■ **TASK DIRECTIONS**
Please write out exactly the lines of the data below from the line holding "Where can the stamen" through the line holding "Where can the green leaf", and leave out the rest.

Referring expression pointing data:
BEGIN

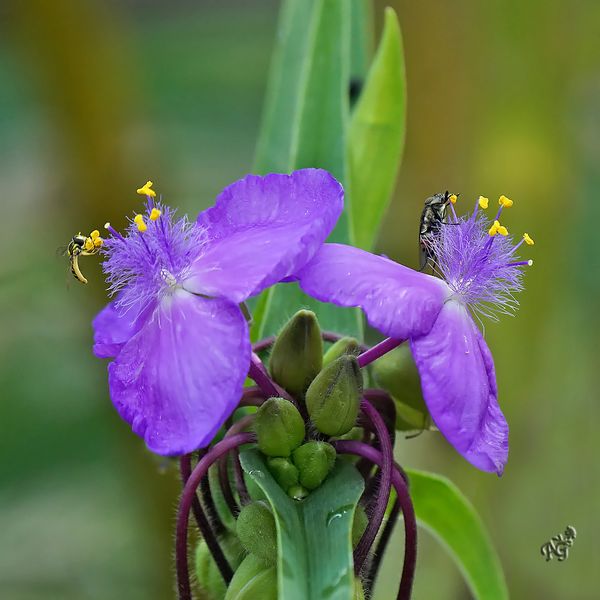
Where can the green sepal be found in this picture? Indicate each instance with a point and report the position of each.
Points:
(333, 398)
(284, 472)
(314, 461)
(297, 355)
(256, 530)
(345, 345)
(279, 427)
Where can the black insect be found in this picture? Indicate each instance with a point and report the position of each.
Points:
(432, 217)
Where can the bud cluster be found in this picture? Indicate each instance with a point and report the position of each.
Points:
(300, 425)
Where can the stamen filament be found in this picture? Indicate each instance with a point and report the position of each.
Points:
(112, 231)
(521, 263)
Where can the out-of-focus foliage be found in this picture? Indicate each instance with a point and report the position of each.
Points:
(98, 96)
(441, 509)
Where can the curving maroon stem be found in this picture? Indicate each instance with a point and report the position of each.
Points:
(252, 396)
(185, 503)
(378, 351)
(384, 539)
(366, 541)
(410, 524)
(230, 500)
(204, 525)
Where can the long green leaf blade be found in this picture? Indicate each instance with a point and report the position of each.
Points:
(316, 137)
(289, 71)
(443, 510)
(314, 536)
(376, 135)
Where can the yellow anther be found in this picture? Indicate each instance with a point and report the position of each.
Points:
(154, 214)
(528, 240)
(494, 228)
(146, 190)
(139, 221)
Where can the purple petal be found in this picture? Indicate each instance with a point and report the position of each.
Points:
(459, 387)
(262, 229)
(398, 301)
(114, 327)
(178, 379)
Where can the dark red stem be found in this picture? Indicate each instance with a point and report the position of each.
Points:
(384, 539)
(224, 480)
(203, 524)
(364, 545)
(410, 524)
(185, 503)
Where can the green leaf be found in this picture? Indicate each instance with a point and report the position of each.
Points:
(376, 135)
(313, 536)
(442, 509)
(361, 36)
(287, 80)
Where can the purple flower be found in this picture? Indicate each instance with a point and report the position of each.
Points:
(177, 336)
(479, 274)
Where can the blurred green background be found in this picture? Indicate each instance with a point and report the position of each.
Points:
(98, 96)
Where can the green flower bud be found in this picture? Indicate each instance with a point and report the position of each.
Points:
(256, 529)
(397, 373)
(279, 427)
(210, 581)
(284, 472)
(345, 345)
(355, 434)
(359, 524)
(253, 579)
(359, 593)
(333, 398)
(297, 354)
(314, 461)
(297, 492)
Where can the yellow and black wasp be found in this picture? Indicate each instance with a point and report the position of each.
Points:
(432, 217)
(82, 245)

END

■ **YOUR RESPONSE**
Where can the stamen filament be found in this picture? Indicate each instance with a point and report the position of each.
Points:
(112, 231)
(521, 263)
Where can the out-of-focus foliage be found in this picture? Indicate each instance with a point and report the position of each.
Points:
(98, 96)
(441, 509)
Where can the curving maroon stem be found in this picture? Indicate each instance with a point and report the position of each.
Points:
(252, 396)
(185, 503)
(378, 351)
(384, 539)
(366, 541)
(410, 524)
(230, 500)
(204, 525)
Where can the long green leaf blade be found in this picture? Indicate each instance with a point and report the position of each.
Points:
(316, 137)
(289, 71)
(443, 510)
(314, 536)
(376, 135)
Where can the yellow anther be found in this picture? Indicate each instance with a point and report the position of each.
Points:
(154, 214)
(528, 240)
(494, 228)
(146, 190)
(139, 221)
Where can the purple petal be found in this picture? Indicate each instance with a point and report the position of each.
Points:
(459, 387)
(262, 229)
(398, 301)
(114, 327)
(178, 379)
Where can the dark red stem be found in this picture? Indicate each instance with a point and report the position of each.
Points:
(384, 539)
(224, 480)
(203, 524)
(364, 545)
(410, 524)
(185, 503)
Where can the green leaf be found in this picture? Indicate each instance with a point and report the position of each.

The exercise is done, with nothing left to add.